(Extracted data entries)
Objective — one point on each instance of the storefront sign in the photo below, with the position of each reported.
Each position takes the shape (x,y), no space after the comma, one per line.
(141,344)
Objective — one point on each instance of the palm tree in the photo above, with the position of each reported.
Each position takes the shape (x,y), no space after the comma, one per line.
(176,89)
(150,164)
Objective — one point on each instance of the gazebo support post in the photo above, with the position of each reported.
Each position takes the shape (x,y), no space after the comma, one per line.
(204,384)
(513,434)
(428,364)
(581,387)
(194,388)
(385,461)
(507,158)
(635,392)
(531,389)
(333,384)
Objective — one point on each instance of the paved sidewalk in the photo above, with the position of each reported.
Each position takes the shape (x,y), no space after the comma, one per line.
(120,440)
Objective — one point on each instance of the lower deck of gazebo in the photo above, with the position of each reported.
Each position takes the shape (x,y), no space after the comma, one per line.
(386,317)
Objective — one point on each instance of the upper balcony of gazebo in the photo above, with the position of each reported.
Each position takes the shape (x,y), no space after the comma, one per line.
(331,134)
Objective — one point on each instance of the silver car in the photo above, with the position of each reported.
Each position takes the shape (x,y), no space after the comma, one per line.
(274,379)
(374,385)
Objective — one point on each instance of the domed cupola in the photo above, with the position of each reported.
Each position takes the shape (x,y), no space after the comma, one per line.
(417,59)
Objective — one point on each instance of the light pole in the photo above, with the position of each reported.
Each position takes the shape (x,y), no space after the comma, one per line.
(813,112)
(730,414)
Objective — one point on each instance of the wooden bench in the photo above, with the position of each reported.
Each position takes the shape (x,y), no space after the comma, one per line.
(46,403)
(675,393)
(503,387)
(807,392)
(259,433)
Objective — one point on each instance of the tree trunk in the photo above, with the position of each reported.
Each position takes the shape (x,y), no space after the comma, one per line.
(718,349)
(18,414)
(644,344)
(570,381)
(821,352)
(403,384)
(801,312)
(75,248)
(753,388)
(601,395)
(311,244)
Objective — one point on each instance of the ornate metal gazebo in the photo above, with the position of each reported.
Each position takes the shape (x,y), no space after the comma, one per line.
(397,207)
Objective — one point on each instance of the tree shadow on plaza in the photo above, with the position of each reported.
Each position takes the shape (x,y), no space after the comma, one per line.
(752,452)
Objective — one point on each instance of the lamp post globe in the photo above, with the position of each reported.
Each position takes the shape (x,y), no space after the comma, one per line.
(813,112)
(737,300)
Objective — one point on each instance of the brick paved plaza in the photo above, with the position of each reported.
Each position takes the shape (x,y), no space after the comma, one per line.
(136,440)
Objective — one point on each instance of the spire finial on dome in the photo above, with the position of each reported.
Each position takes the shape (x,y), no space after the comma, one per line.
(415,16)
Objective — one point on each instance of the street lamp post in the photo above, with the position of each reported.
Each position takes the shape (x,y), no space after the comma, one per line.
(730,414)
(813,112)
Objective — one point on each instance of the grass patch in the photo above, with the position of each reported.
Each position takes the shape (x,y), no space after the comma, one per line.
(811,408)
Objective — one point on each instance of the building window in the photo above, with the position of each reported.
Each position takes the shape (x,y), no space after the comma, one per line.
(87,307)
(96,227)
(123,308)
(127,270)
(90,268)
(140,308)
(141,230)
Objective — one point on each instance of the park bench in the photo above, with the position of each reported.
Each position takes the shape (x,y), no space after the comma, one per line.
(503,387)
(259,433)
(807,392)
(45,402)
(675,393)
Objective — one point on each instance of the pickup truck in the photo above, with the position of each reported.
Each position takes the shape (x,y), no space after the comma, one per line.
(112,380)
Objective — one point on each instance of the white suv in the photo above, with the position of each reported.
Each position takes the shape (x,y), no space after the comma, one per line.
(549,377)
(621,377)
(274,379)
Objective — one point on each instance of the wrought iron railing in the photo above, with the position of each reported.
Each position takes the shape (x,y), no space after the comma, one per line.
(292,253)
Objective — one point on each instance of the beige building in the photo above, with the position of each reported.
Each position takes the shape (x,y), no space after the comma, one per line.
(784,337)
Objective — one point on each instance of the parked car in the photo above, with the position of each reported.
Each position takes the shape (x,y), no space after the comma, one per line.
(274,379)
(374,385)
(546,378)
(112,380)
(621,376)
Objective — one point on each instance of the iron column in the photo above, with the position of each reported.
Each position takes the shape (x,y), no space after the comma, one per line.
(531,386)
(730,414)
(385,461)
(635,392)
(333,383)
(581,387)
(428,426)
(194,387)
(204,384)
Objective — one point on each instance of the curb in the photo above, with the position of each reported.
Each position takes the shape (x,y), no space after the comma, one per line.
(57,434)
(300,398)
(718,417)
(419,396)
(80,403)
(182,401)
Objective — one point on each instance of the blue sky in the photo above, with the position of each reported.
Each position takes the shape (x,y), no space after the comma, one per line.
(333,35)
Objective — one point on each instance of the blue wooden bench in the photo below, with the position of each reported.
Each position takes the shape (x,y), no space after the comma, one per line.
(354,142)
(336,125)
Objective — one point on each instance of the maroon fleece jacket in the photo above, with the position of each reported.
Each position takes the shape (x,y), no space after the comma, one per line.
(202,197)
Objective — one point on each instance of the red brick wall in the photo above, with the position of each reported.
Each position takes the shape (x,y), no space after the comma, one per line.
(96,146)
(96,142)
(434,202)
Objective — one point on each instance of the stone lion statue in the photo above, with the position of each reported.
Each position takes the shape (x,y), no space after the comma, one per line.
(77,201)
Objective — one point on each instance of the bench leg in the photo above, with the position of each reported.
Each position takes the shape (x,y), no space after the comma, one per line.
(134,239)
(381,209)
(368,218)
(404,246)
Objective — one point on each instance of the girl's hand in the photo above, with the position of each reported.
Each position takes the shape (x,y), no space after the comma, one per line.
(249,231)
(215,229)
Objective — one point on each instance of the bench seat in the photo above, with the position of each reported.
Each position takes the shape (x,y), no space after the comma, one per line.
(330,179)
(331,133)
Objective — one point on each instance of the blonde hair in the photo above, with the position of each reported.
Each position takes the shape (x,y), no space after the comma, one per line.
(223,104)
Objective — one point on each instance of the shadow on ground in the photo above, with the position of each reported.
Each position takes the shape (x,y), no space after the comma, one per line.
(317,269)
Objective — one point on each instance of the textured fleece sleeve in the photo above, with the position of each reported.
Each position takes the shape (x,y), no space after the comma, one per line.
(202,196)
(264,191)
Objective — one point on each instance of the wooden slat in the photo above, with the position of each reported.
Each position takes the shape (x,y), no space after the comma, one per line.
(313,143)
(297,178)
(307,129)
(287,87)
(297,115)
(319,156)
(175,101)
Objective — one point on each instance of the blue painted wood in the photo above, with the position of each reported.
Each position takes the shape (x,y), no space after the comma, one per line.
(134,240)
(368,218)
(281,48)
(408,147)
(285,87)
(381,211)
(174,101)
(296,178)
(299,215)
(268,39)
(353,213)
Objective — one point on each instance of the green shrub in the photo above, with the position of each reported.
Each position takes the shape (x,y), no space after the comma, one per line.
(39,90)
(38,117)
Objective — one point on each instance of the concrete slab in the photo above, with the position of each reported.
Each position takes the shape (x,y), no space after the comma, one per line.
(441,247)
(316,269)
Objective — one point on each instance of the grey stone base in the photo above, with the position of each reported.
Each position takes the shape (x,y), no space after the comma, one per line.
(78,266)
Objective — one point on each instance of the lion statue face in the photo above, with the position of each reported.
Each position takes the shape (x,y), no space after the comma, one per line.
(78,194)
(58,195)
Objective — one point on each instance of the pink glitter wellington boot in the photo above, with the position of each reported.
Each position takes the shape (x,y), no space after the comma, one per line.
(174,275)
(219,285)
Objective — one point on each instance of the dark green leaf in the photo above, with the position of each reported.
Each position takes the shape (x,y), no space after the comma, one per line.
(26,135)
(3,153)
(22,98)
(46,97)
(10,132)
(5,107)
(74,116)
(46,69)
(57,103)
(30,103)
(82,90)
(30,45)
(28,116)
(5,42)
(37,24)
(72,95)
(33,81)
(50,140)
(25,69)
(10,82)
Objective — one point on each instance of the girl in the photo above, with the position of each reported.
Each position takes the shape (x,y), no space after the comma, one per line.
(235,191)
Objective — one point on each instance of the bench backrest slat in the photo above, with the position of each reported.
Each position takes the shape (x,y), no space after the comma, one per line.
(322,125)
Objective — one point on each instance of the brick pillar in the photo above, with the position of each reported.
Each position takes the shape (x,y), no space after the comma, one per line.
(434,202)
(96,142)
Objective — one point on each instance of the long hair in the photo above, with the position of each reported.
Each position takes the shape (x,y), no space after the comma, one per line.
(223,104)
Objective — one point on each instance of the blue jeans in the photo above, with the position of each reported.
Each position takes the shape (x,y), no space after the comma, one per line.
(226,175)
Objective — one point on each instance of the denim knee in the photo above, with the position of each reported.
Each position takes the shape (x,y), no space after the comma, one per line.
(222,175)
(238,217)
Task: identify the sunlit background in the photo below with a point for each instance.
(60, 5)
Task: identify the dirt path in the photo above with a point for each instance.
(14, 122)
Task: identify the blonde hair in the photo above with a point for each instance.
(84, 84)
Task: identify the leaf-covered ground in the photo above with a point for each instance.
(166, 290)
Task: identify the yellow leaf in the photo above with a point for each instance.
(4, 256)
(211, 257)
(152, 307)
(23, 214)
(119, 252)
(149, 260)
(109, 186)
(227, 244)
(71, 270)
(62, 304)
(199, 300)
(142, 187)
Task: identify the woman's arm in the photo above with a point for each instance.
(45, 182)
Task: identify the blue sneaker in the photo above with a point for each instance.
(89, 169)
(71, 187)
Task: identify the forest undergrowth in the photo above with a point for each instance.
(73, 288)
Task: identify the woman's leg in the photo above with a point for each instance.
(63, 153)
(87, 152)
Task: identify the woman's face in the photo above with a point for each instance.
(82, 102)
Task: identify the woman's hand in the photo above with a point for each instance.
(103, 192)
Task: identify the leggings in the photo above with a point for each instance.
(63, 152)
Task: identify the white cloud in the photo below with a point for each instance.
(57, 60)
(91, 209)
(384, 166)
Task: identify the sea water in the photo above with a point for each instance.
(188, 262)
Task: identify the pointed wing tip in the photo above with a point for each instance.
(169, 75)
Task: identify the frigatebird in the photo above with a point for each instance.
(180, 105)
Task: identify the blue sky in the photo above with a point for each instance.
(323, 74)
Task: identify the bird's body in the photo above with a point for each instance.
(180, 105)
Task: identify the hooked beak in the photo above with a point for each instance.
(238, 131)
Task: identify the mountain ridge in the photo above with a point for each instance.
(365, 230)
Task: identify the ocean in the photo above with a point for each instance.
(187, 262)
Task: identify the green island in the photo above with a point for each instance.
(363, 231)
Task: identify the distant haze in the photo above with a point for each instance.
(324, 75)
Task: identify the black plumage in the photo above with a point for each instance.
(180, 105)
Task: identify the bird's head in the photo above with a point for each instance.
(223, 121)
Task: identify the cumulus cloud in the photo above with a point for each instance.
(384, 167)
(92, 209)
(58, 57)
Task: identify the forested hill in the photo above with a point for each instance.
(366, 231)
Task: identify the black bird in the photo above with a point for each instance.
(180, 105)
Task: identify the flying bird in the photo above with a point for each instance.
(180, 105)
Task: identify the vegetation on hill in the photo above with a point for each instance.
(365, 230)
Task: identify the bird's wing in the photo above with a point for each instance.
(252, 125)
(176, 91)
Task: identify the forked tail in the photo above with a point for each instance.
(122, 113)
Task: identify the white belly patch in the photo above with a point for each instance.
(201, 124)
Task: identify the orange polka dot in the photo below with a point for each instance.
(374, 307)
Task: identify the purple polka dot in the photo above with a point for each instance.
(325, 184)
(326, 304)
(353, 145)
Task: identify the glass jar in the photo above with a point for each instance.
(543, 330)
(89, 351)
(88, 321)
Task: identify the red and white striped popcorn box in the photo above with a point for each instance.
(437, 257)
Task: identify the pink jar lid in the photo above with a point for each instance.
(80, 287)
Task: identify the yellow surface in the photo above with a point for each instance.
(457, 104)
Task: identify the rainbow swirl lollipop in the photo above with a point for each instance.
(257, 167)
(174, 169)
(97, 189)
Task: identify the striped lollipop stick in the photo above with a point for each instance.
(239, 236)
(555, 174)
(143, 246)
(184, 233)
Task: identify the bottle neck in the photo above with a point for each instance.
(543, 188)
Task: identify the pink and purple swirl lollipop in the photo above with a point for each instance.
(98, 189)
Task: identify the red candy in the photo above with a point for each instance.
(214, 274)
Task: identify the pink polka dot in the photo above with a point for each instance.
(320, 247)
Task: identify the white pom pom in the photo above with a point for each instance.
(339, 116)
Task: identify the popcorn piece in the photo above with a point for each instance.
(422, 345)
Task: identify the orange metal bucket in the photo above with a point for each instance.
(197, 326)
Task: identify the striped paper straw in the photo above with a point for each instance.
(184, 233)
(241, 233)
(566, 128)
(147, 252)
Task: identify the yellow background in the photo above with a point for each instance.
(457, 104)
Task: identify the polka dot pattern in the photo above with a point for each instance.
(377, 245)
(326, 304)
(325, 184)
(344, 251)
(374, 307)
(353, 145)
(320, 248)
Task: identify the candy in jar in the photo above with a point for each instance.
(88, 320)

Problem to solve ▸ Output the lines as a numbered list, starting at the line that contains "Task: identify the orange metal" and continuing through the last line of the records, with blank lines omitted.

Written reply ▸
1. Task: identify the orange metal bucket in the photo above with a point for each instance.
2. (197, 326)
3. Task: identify the striped paper straw in the photo above with a point for each instance.
4. (184, 233)
5. (241, 233)
6. (566, 128)
7. (147, 252)
8. Task: identify the yellow background in the photo above with a point for each instance.
9. (457, 104)
10. Task: identify the polka dot pattern in the photo above with a point for each instance.
11. (377, 245)
12. (326, 304)
13. (325, 184)
14. (344, 251)
15. (374, 307)
16. (353, 145)
17. (320, 248)
18. Task: identify the candy in jar in the photo above with a point for each instance.
19. (88, 320)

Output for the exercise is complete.